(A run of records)
[BEGIN]
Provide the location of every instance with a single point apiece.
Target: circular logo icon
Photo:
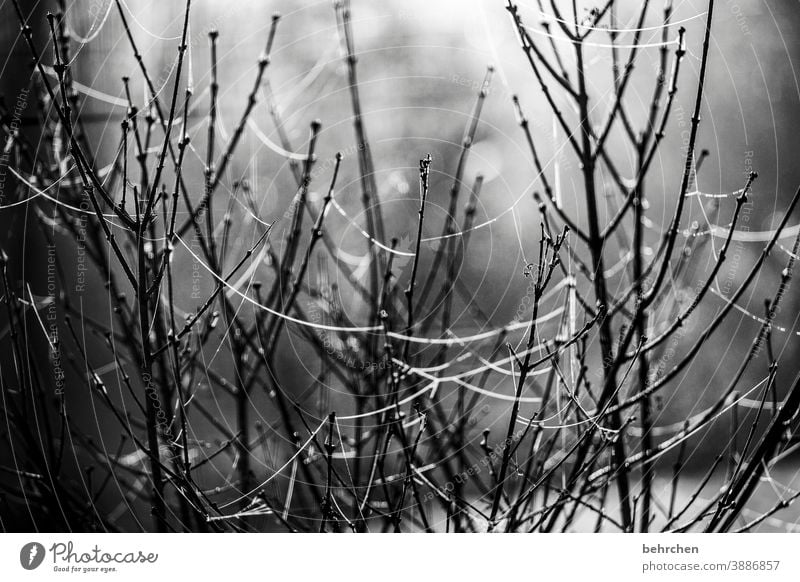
(31, 555)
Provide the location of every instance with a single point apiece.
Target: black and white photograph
(290, 267)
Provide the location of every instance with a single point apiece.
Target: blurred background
(421, 65)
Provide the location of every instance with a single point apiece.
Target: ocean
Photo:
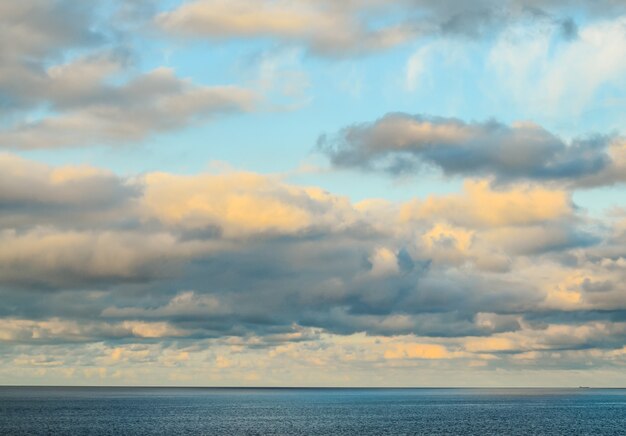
(235, 411)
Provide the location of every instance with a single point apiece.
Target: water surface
(213, 411)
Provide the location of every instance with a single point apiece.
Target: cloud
(70, 78)
(326, 28)
(156, 102)
(535, 70)
(400, 143)
(244, 265)
(333, 29)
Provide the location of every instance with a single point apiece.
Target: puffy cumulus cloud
(400, 143)
(246, 273)
(241, 204)
(538, 76)
(32, 193)
(335, 29)
(482, 206)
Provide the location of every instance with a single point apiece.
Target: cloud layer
(399, 143)
(492, 276)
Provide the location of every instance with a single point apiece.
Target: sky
(313, 193)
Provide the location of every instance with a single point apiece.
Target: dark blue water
(174, 411)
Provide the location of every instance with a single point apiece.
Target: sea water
(226, 411)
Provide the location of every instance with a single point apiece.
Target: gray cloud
(76, 64)
(310, 264)
(400, 143)
(350, 28)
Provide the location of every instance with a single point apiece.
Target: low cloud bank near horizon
(222, 264)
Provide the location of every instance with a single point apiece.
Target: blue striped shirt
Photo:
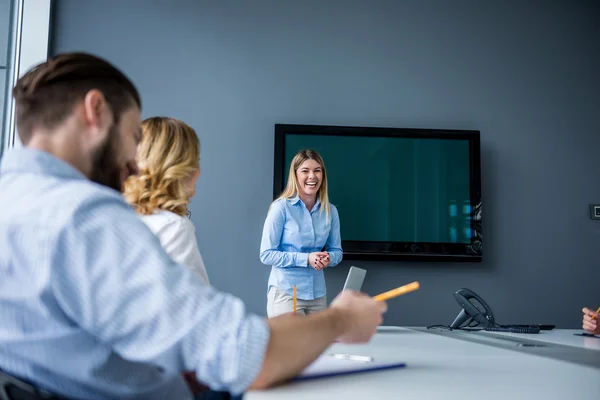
(290, 234)
(92, 307)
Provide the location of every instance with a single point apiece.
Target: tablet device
(355, 278)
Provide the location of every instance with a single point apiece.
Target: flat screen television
(402, 194)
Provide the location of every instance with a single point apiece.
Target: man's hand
(590, 325)
(316, 260)
(362, 315)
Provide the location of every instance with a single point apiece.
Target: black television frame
(397, 251)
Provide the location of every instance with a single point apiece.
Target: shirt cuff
(251, 362)
(301, 259)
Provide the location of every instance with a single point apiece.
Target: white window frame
(29, 46)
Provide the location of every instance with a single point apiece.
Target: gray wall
(525, 73)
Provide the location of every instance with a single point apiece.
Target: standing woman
(301, 237)
(168, 159)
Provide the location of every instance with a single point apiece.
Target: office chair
(12, 388)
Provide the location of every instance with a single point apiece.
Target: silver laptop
(355, 278)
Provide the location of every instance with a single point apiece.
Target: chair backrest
(12, 388)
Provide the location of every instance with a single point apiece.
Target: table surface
(445, 367)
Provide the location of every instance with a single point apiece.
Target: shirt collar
(296, 199)
(38, 162)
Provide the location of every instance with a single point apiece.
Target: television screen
(401, 193)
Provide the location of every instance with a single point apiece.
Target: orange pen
(411, 287)
(295, 301)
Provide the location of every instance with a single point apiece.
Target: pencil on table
(295, 294)
(397, 292)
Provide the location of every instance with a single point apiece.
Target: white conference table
(442, 366)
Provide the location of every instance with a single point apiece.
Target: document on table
(328, 365)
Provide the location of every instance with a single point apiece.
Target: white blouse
(177, 235)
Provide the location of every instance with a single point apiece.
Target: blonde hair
(291, 190)
(168, 153)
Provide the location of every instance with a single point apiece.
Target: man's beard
(105, 167)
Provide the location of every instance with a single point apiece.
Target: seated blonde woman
(168, 158)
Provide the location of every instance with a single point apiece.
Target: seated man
(91, 306)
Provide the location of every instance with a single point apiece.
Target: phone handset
(470, 312)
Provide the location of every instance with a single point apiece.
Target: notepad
(327, 366)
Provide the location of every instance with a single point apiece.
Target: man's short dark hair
(47, 94)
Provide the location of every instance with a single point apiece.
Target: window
(24, 39)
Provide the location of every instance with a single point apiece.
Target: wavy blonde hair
(292, 188)
(167, 155)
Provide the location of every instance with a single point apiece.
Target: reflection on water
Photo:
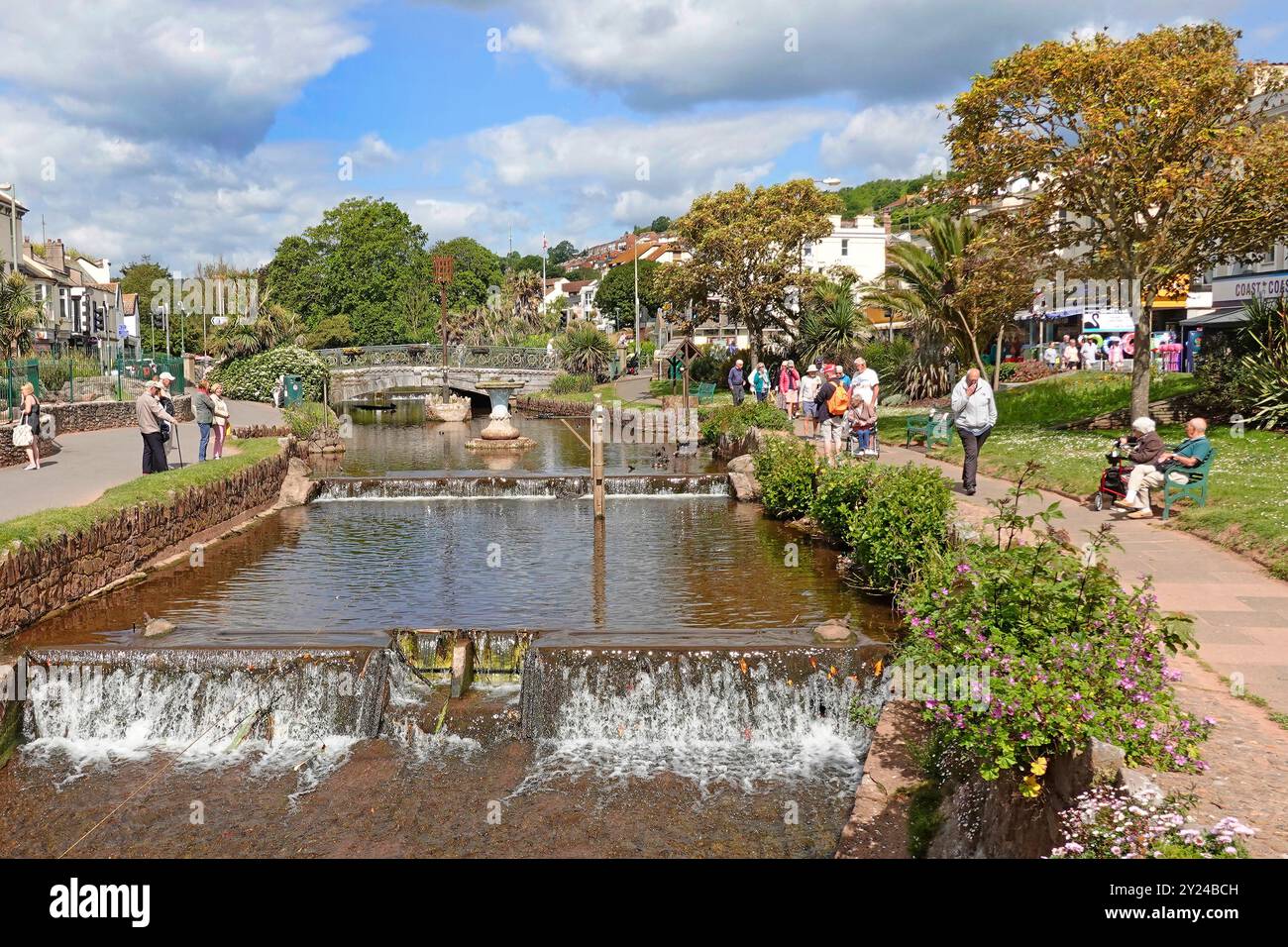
(403, 441)
(688, 569)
[END]
Stated task | Transcribe every line in the entries above, taking out only the images.

Exercise output |
Provide the location of every instance with a single point apiece.
Target: circular logo icon
Photo:
(31, 555)
Provide the location of every instance with a single point apiece.
Target: black and white photograph
(290, 267)
Provide the location of every instance with a single point apiece.
Target: blurred background
(421, 65)
Provide the location of every instance with a single point apiece.
Target: ocean
Photo:
(235, 411)
Provide the location of every instance with a single point apiece.
Target: water surface
(213, 411)
Provide the location of every instance with a single point apiece.
Target: cloud
(70, 78)
(326, 28)
(156, 102)
(535, 70)
(400, 143)
(244, 265)
(333, 29)
Provide the location of every instance with a single point apiece.
Target: puffy cumulus cloud
(400, 143)
(246, 273)
(241, 204)
(538, 76)
(32, 193)
(335, 29)
(482, 206)
Provide the location of every instance with a single point apiece.
Target: cloud layer
(399, 143)
(492, 276)
Provide the location of every instance with a single point apiece.
Target: sky
(313, 193)
Provide the location of every instance with a single point apiece.
Target: dark blue water
(174, 411)
Provide the location of every instance with a single point apiece.
Target: sea water
(226, 411)
Provide the location of every instance with a single point apiece.
Target: gray cloud
(76, 64)
(310, 264)
(400, 143)
(350, 28)
Provide the location of every instance with a single point apiece.
Target: low cloud bank near horizon
(222, 264)
Provide the location of every instance with a single point apiece.
Target: blue striped shirt
Photo:
(290, 234)
(92, 307)
Provide the location of every instance with a single point apiece.
Target: tablet device
(355, 278)
Provide the location of every instance with a single point apiece.
Target: flat screen television
(402, 194)
Provide the location of every instance with a single point apiece.
Target: man's hand
(590, 325)
(316, 260)
(362, 315)
Provide the location of every instance with a single point apiece.
Target: black television frame
(397, 251)
Provide the location of every instance with a single point apiece.
Target: shirt cuff
(251, 362)
(301, 259)
Provide the location of every instance with a single point apiece.
Target: white window frame
(29, 46)
Provide the location of every instance with a single point apiece.
Target: gray wall
(525, 73)
Provide the location of every instance with a single point apiece.
Target: standing woman
(301, 237)
(168, 159)
Provide the location of every instance with a single point apiece.
Target: office chair
(12, 388)
Provide the location of every instance with a single point apiece.
Target: silver laptop
(355, 278)
Provide the location of every instance with a single point apiece.
Target: chair backrest
(12, 388)
Provide the location of every instance with a single point apiece.
Target: table surface
(445, 367)
Provide the location of every instance with a single point apiece.
Target: shirt collar
(296, 199)
(38, 162)
Provide the location of every instance with a single point apiece.
Target: television screen
(401, 193)
Provide the location of every instance with a single point apiece.
Target: orange pen
(411, 287)
(295, 301)
Provide the location of every instance with a single point apiece.
Target: pencil on table
(295, 294)
(397, 292)
Provide the location of every instance with a single point apiece.
Target: white conference table
(442, 366)
Provide the location of every instance with a single point apiece.
Target: document on table
(328, 365)
Provide the location of every instance with a single point apiece.
Target: white blouse
(177, 235)
Provide the location of every instance with a single point apiece.
Target: blonde hair
(291, 190)
(168, 153)
Provide the location of every instance with a single point apiece.
Target: man's beard
(105, 167)
Provide the location of every instance with a single point apiece.
Target: seated blonde woman
(168, 158)
Provide the location of every instance with a single point apiece.
Target: seated man
(91, 306)
Provide the location of every instance with a single point apiece.
Target: phone handset
(470, 312)
Provide the location of every instance with a single point apiece.
Target: notepad
(327, 366)
Provide the location of every instance with a single point apiece.
Target: man's short dark hair
(47, 94)
Provide the location of every instance with a single point apiece.
Target: window
(24, 39)
Provide the location of every instance with a single point apiece.
Target: wavy blonde hair
(292, 188)
(167, 155)
Provide the location of every instance with a single point apiece.
Target: reflection on water
Photo:
(403, 441)
(688, 569)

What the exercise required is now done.